━━━ TEKS SUMBER

AUS : Behind The Scene - Part 3
Behind the scene lagi *mringis*.
Sebelumnya sudah bercerita kisah sebelum berangkat. Sekarang mari kita lanjutkan.
Pengalaman waktu itu, semoga saja tak akan pernah terlupakan. It was my first time going to singapore, my first flight, even my first time doing processes in airport, and I did it by myself. Sejak sebelum naik travel ke bandara, saya sudah nervous. Saya khawatir kalau saya ga tahu apa yang harus saya lakukan, kemana saya harus pergi.
Saya sampai di bandara dua jam sebelum waktu check in. Saya santai-santai saja. Ke toilet, ngecas dan keliling-keliling. Sebelum jam 2, saya check in. Saya harus masuk ke gate D4. Saya masih santai saja. Sebenernya ga tahu harus ke mana. Akhirnya nanya2. Sebelum masuk gate, sebelum diperiksa barang2 kan ada tempat duduk tuh, saya dengan santainya duduk di sana, internetan selama sekitar 1,5 jam.
Saat itu, berkali-kali saya melihat di layar, maskapai yang saya gunakan ke singapur harus ke gate D7 tapi di boarding pass saya di D4. saya juga berkali-kali mendengar pengumuman tentang itu. Tapi saya berpikir ah mungkin ada dua jenis penerbangan yang ke singapur dalam waktu yang sama. Datanglah saya ke D4. Sepi banget. Panik deh. Udah kurang dari 30 menit sebelum keberangkatan. Saya menyesal, kenapa ga dari tadi aja masuknya. Dari petugas, saya tahu kalau ternyata pengumuman yang berkali-kali saya temui itu benar penerbangan saya. Untung belum terlambat.
It was my first flight. I am excited sekaligus nervous. Sayang sekali saya tidak mendapatkan tempat duduk tepat di samping jendela. Padahal pengen banget bisa lihat awan dari dekat. Mungkin hanya sugesti saya, saya merasa selama di atas, tangan kiri saya pegel dan lemes. Mungkin efek kondisi tubuh saya yang kalau saya lihat dari gejalanya selama ini, saya mungkin punya darah rendah.

━━━━━━

SOAL 1: Menurut teks sumber, berapa lama sebelum waktu check in penulis tiba di bandara?
SOAL 2: Ringkaslah paragraf dalam teks sumber yang diawali "Saat itu, berkali-kali saya melihat di layar" tanpa menghilangkan fakta utamanya.

━━━ DATA TERKUMPUL

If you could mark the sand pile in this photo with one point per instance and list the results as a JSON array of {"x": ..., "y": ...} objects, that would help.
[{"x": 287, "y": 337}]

━━━━━━

JAWABAN 1: Dua jam sebelum waktu check in.

JAWABAN 2: Penulis berkali-kali melihat di layar dan mendengar pengumuman bahwa maskapai ke Singapura harus ke gate D7, padahal boarding pass-nya tertulis D4. Karena mengira ada dua penerbangan ke Singapura pada waktu yang sama, penulis pergi ke D4, yang ternyata sangat sepi, lalu panik karena keberangkatan tinggal kurang dari 30 menit lagi. Dari petugas, penulis tahu bahwa pengumuman itu memang untuk penerbangannya, dan untungnya penulis belum terlambat.